(Text provided)

'''

342 is the second studio album by French avant-garde metal band Pin-Up Went Down, released on 28 June 2010 through Ascendance Records. It is the first album of the band which counted with the participation of Alexis Damien's brother, Nicolas Damien.

The title of the track "Vaginaal Nathrakh" is a pun on the name of British extreme metal band Anaal Nathrakh, while "Murphy in the Sky with Dæmons" may be a possible allusion to The Beatles' song "Lucy in the Sky with Diamonds". Judging by the song's lyrics, the "Murphy" mentioned in the song's title is Edward A. Murphy, famous for popularizing the concept of "Murphy's law".

Track listing

Critical reception
As with their previous album, 2 Unlimited, 342 was also critically acclaimed; Mind over Metal gave it a 4.5 out of 5, comparing the band's sonority and aesthetics favourably to Alexis Damien's former project, Carnival in Coal. Writing for Teeth of the Divine, Mikko K. gave the album a favourable review, also comparing Pin-Up Went Down to Carnival in Coal and to The 3rd and the Mortal as well. Heavy Blog Is Heavy also gave 342 4.5 out of 5 stars, stating: "Pin-Up Went Down have every capability of being a present-day Mr. Bungle; if their name was put out there more, that could very well happen. For fans of experimental, progressive and avant-garde music, Pin-Up Went Down's 342 is a must-listen".

'''

(Written request 1) Set down the part of the album article from "342 is the second" to "brother, Nicolas Damien." word for word.
(Written request 2)
Answer these from the album article:
(a) On what date was 342 released, and through which label?
(b) What score did Mind over Metal give the album?
(c) Who is the "Murphy" in the track title "Murphy in the Sky with Dæmons," judging by the lyrics?
Rely only on the album article above when working on this.

Dataset entries
'''

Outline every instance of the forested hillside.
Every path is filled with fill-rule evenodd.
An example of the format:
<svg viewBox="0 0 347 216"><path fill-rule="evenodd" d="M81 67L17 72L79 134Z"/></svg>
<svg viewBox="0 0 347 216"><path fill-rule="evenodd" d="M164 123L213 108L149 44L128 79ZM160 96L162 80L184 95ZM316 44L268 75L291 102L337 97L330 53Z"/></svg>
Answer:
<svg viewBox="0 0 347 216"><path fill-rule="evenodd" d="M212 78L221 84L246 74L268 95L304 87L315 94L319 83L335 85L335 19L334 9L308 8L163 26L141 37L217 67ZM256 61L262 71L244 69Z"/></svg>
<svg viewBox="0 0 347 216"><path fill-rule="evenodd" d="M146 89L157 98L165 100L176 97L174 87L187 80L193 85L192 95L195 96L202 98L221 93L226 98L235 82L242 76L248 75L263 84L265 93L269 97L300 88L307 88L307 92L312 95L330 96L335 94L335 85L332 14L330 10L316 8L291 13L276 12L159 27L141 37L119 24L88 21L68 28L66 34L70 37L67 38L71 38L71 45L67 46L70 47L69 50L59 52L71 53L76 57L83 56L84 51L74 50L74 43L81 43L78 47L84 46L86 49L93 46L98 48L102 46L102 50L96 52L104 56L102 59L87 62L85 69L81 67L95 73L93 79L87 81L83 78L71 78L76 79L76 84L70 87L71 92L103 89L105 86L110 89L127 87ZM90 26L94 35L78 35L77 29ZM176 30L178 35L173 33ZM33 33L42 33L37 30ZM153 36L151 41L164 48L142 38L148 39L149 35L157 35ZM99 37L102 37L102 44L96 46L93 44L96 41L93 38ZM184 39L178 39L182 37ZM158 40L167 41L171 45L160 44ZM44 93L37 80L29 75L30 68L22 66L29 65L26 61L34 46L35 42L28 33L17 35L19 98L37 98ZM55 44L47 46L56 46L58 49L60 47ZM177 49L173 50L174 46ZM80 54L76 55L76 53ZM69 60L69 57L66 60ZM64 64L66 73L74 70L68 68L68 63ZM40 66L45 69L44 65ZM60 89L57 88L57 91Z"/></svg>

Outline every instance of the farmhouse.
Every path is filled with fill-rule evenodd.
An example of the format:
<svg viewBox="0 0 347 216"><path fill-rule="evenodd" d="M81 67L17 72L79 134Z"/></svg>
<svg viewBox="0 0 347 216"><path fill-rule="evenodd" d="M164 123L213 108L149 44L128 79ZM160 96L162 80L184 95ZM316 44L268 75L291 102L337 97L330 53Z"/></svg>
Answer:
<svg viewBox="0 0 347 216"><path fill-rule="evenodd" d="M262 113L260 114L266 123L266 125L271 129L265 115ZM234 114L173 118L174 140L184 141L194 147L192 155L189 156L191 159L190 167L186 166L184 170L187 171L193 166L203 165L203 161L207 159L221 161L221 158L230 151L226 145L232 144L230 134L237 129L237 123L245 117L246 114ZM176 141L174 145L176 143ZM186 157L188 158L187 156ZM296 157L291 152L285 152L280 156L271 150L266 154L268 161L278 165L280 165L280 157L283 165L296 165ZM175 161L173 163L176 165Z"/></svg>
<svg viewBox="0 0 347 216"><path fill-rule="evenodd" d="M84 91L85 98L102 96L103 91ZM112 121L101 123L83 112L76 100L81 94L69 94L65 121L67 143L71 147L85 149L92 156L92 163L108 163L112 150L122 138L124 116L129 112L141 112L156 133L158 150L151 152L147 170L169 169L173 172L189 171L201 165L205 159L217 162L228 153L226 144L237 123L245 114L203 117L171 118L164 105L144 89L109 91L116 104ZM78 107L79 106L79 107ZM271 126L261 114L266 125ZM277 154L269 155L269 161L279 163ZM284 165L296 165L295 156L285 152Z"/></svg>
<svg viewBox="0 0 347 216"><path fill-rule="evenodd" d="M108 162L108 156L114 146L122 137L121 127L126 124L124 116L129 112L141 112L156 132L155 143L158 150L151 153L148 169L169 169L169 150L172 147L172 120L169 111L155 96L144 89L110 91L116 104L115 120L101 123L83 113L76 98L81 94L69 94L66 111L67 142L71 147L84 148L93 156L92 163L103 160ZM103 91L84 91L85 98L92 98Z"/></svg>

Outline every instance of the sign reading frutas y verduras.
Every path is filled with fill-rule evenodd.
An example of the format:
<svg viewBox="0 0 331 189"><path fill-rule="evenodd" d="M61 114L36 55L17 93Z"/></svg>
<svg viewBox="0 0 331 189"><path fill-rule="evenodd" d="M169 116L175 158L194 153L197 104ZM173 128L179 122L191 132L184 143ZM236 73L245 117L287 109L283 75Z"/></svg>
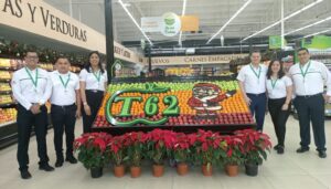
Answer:
<svg viewBox="0 0 331 189"><path fill-rule="evenodd" d="M111 84L94 127L252 124L236 81Z"/></svg>
<svg viewBox="0 0 331 189"><path fill-rule="evenodd" d="M41 0L0 0L0 24L105 52L103 34Z"/></svg>

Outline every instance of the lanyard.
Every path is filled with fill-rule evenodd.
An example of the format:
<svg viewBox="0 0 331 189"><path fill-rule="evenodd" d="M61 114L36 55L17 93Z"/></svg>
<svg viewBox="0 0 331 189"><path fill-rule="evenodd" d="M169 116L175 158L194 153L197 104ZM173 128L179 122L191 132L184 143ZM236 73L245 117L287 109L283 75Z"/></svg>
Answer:
<svg viewBox="0 0 331 189"><path fill-rule="evenodd" d="M35 78L33 80L31 71L29 69L25 67L25 72L28 73L32 84L34 85L34 87L36 88L38 86L38 69L35 69Z"/></svg>
<svg viewBox="0 0 331 189"><path fill-rule="evenodd" d="M300 71L301 71L301 75L302 75L303 80L305 80L305 77L306 77L306 75L307 75L307 73L308 73L309 67L310 67L310 61L309 61L309 63L308 63L307 69L306 69L305 72L303 72L303 70L302 70L302 66L300 65Z"/></svg>
<svg viewBox="0 0 331 189"><path fill-rule="evenodd" d="M259 80L259 76L260 76L260 66L258 66L258 73L255 72L255 70L253 69L252 64L249 64L250 66L250 70L253 71L254 75Z"/></svg>
<svg viewBox="0 0 331 189"><path fill-rule="evenodd" d="M278 82L278 78L276 78L276 80L270 78L270 82L271 82L271 86L273 86L273 90L274 90L275 86L276 86L276 83Z"/></svg>
<svg viewBox="0 0 331 189"><path fill-rule="evenodd" d="M62 85L64 86L64 88L66 88L66 86L67 86L67 84L68 84L68 82L70 82L70 80L71 80L71 74L68 74L67 80L66 80L65 83L64 83L64 81L63 81L63 78L62 78L61 75L58 75L58 77L60 77L61 83L62 83Z"/></svg>
<svg viewBox="0 0 331 189"><path fill-rule="evenodd" d="M102 78L102 72L100 72L100 71L98 71L97 74L95 74L95 73L93 72L93 75L96 77L96 80L97 80L98 82L100 82L100 78Z"/></svg>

'''

(Reply 1)
342 is the second studio album by French avant-garde metal band Pin-Up Went Down, released on 28 June 2010 through Ascendance Records. It is the first album of the band which counted with the participation of Alexis Damien's brother, Nicolas Damien.

(Reply 2)
(a) 28 June 2010, through Ascendance Records.
(b) 4.5 out of 5.
(c) Edward A. Murphy.